* **Extract provided**:

---

Before and after the announcement of the ceasefire, “Israel” compensated by intensifying its brutal siege on Lebanese civilians and infrastructure, perhaps trying to put pressure to apply its original terms. Yet it failed. It couldn’t use the resolution as an excuse to establish its sought-after “buffer zone” in Lebanon or compensate for its military failures. Put simply, it faced one of its largest monumental defeats of many.
It’s important to clear up two misconceptions – one that the implemented resolution succeeds in disarming Hezbollah, and second, that Hezbollah capitulated and abandoned Gaza in its dropping of the conditionality demanding a ceasefire in Gaza. To the first point, Hezbollah’s intensified operations of “making [the enemy] scream,” as Sheikh Naim Qassem said weeks ago, have forced the occupation to return to the pre-October 8, 2023, status.
As MP Fadlallah said, the resolution that came onto the table is not the same one that came out. It wasn’t just red ink that defanged “Israel’s” attempt at winning concessions, but Hezbollah’s unprecedented operations. All the red ink that rendered “Israel’s” vision for the current implementation of 1701 useless to them was not just won by words, but by the pressure of unprecedented Hezbollah operations, especially Sunday’s escalation that surpassed 50 operations, with the force of 340 rockets pummeling major sites in occupied Palestine. As it stands in the final agreement, “Israel” will not win any of its demands to remain in Lebanon for any period of time, nor can it or the US enforce a disarmament of Lebanon. Any additional concessions “Israel” celebrated in its media were actually negotiated out, refused by Hezbollah, and the final agreement doesn’t specify or spell out any requirement of Hezbollah to even disarm outside of the Litani. Hezbollah remains on guard, ready to defend itself at any time, understanding that “Israel” may break the agreement at any time, thereby returning the entity to its fate amid its arrogant suicide mission.

---

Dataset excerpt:

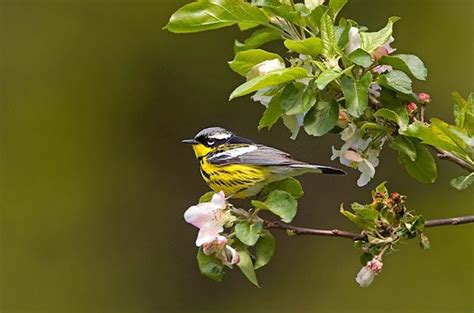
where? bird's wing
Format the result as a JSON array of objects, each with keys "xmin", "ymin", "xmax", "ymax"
[{"xmin": 207, "ymin": 145, "xmax": 303, "ymax": 166}]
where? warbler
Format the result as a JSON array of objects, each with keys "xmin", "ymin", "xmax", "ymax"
[{"xmin": 182, "ymin": 127, "xmax": 345, "ymax": 198}]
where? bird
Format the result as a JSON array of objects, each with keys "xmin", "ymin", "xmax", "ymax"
[{"xmin": 182, "ymin": 127, "xmax": 345, "ymax": 198}]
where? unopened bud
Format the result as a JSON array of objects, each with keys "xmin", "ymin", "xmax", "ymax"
[
  {"xmin": 406, "ymin": 102, "xmax": 418, "ymax": 113},
  {"xmin": 418, "ymin": 92, "xmax": 431, "ymax": 104}
]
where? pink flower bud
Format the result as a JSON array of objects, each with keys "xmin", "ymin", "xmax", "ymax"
[
  {"xmin": 367, "ymin": 256, "xmax": 383, "ymax": 275},
  {"xmin": 406, "ymin": 102, "xmax": 418, "ymax": 113},
  {"xmin": 418, "ymin": 92, "xmax": 431, "ymax": 103}
]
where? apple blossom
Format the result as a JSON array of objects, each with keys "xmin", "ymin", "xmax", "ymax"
[
  {"xmin": 247, "ymin": 59, "xmax": 285, "ymax": 80},
  {"xmin": 418, "ymin": 92, "xmax": 431, "ymax": 104},
  {"xmin": 356, "ymin": 256, "xmax": 383, "ymax": 287},
  {"xmin": 184, "ymin": 191, "xmax": 232, "ymax": 247}
]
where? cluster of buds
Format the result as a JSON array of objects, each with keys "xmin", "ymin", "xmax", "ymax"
[{"xmin": 356, "ymin": 256, "xmax": 383, "ymax": 287}]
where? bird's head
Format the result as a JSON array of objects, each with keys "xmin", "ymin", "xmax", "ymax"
[{"xmin": 182, "ymin": 127, "xmax": 253, "ymax": 158}]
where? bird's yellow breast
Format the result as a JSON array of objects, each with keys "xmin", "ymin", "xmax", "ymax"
[{"xmin": 200, "ymin": 158, "xmax": 269, "ymax": 198}]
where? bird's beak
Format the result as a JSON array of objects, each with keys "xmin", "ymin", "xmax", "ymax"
[{"xmin": 181, "ymin": 139, "xmax": 198, "ymax": 145}]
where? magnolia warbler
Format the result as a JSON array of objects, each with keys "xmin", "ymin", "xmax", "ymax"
[{"xmin": 182, "ymin": 127, "xmax": 345, "ymax": 198}]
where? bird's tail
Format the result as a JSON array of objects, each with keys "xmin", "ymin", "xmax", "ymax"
[{"xmin": 290, "ymin": 164, "xmax": 346, "ymax": 175}]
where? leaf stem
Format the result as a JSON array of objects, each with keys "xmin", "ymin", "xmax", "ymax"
[{"xmin": 264, "ymin": 215, "xmax": 474, "ymax": 241}]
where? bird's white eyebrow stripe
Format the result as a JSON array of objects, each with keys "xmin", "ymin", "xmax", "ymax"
[
  {"xmin": 208, "ymin": 133, "xmax": 232, "ymax": 140},
  {"xmin": 212, "ymin": 146, "xmax": 258, "ymax": 159}
]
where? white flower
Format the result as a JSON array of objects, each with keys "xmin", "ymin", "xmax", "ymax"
[
  {"xmin": 221, "ymin": 246, "xmax": 240, "ymax": 265},
  {"xmin": 304, "ymin": 0, "xmax": 324, "ymax": 11},
  {"xmin": 356, "ymin": 266, "xmax": 375, "ymax": 287},
  {"xmin": 247, "ymin": 59, "xmax": 285, "ymax": 80},
  {"xmin": 331, "ymin": 123, "xmax": 385, "ymax": 187},
  {"xmin": 250, "ymin": 87, "xmax": 273, "ymax": 107},
  {"xmin": 184, "ymin": 191, "xmax": 231, "ymax": 247},
  {"xmin": 346, "ymin": 27, "xmax": 360, "ymax": 54},
  {"xmin": 356, "ymin": 256, "xmax": 383, "ymax": 287}
]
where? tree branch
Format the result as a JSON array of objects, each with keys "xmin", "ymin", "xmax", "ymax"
[
  {"xmin": 264, "ymin": 215, "xmax": 474, "ymax": 241},
  {"xmin": 430, "ymin": 146, "xmax": 474, "ymax": 172}
]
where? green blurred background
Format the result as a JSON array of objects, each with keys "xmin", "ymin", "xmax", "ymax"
[{"xmin": 0, "ymin": 0, "xmax": 474, "ymax": 313}]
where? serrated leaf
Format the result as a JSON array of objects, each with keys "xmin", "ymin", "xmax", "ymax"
[
  {"xmin": 264, "ymin": 190, "xmax": 298, "ymax": 223},
  {"xmin": 283, "ymin": 37, "xmax": 323, "ymax": 57},
  {"xmin": 304, "ymin": 100, "xmax": 339, "ymax": 136},
  {"xmin": 280, "ymin": 82, "xmax": 316, "ymax": 115},
  {"xmin": 398, "ymin": 142, "xmax": 438, "ymax": 184},
  {"xmin": 234, "ymin": 27, "xmax": 282, "ymax": 52},
  {"xmin": 237, "ymin": 246, "xmax": 260, "ymax": 287},
  {"xmin": 360, "ymin": 16, "xmax": 400, "ymax": 53},
  {"xmin": 234, "ymin": 221, "xmax": 263, "ymax": 246},
  {"xmin": 283, "ymin": 115, "xmax": 301, "ymax": 140},
  {"xmin": 259, "ymin": 177, "xmax": 304, "ymax": 199},
  {"xmin": 229, "ymin": 67, "xmax": 308, "ymax": 100},
  {"xmin": 374, "ymin": 108, "xmax": 407, "ymax": 129},
  {"xmin": 258, "ymin": 94, "xmax": 283, "ymax": 130},
  {"xmin": 320, "ymin": 12, "xmax": 339, "ymax": 59},
  {"xmin": 379, "ymin": 54, "xmax": 428, "ymax": 80},
  {"xmin": 229, "ymin": 49, "xmax": 283, "ymax": 77},
  {"xmin": 451, "ymin": 172, "xmax": 474, "ymax": 190},
  {"xmin": 341, "ymin": 72, "xmax": 372, "ymax": 117},
  {"xmin": 329, "ymin": 0, "xmax": 349, "ymax": 20},
  {"xmin": 196, "ymin": 248, "xmax": 225, "ymax": 282},
  {"xmin": 377, "ymin": 70, "xmax": 412, "ymax": 94},
  {"xmin": 316, "ymin": 66, "xmax": 352, "ymax": 90},
  {"xmin": 348, "ymin": 48, "xmax": 374, "ymax": 68},
  {"xmin": 389, "ymin": 136, "xmax": 416, "ymax": 161},
  {"xmin": 165, "ymin": 0, "xmax": 269, "ymax": 33},
  {"xmin": 254, "ymin": 230, "xmax": 275, "ymax": 269}
]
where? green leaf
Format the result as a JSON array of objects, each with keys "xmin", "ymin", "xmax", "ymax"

---

* **To do**:
- A) According to the passage on the Lebanon ceasefire, how many operations did Sunday's escalation surpass?
- B) Retype the listing from the line containing "where? green leaf" through the end of the listing, without changing any line.

* **Answers per task**:
- A) Sunday's escalation surpassed 50 operations.

- B)
where? green leaf
Format the result as a JSON array of objects, each with keys "xmin", "ymin", "xmax", "ymax"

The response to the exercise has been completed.